=== Begin Enclosure ===

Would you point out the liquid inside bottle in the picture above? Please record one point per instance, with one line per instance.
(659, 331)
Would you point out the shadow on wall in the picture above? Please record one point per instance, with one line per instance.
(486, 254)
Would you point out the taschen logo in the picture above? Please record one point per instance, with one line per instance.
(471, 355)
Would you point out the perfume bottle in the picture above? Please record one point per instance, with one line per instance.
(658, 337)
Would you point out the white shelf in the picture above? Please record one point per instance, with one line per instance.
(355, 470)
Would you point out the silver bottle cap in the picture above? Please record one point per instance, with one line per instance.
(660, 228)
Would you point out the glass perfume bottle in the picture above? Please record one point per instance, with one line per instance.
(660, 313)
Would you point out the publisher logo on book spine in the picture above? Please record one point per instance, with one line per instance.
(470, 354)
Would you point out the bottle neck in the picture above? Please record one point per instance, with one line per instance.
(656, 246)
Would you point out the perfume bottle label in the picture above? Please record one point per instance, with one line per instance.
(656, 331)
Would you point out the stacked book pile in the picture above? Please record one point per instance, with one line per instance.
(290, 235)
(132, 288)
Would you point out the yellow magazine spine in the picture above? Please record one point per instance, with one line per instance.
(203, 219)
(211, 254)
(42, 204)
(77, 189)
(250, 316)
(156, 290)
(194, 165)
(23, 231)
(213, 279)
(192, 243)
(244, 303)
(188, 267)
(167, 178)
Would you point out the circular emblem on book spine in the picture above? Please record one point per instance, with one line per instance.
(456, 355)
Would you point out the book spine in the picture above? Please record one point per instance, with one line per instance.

=== End Enclosure ===

=== Your goal ===
Copy each line of the data above without altering a single character.

=== Output for this task ===
Would you point out the liquid inside bottle in the picture above? Please record one point per instance, with one line per instance.
(659, 331)
Would you point out the shadow on wall in the picture above? Please record one point per instance, with one line per instance.
(486, 254)
Would you point out the taschen logo in the picture above? Please record one point per instance, with one line per instance.
(471, 355)
Would you point out the perfume bottle in the picture above? Please record one point per instance, with one line per instance.
(658, 337)
Would you point out the white shelf in the picture above? Please record one point per instance, with one line per instance.
(355, 470)
Would you point out the silver bottle cap in the picture above? Please record one point per instance, with one line per instance.
(660, 228)
Would you point out the glass perfume bottle in the picture above? Please record one point per instance, with one line per instance.
(660, 313)
Would you point out the publisher logo on book spine in the picture above? Please record one point per instance, with one line per instance.
(470, 354)
Would you point out the bottle neck in the picture above? Please record one point per instance, with one line per instance.
(656, 246)
Would you point out the perfume bottle label in the picture above? Please record one point per instance, with one line per instance.
(656, 331)
Would you point out the stacked book pile in the picture above? Please record one point per instance, with one line per instance.
(290, 235)
(132, 288)
Would you point out the yellow magazine spine in the picture above? Please record one point per instance, with one line per instance.
(203, 219)
(211, 254)
(42, 204)
(77, 189)
(250, 316)
(156, 290)
(194, 165)
(23, 231)
(213, 279)
(192, 243)
(244, 303)
(188, 267)
(167, 178)
Would you point out the circular emblem on book spine in the picture above? Please record one point per instance, with one line per instance.
(456, 355)
Would you point out the book spine in the picture above? Please record one point per instance, with one line per instance.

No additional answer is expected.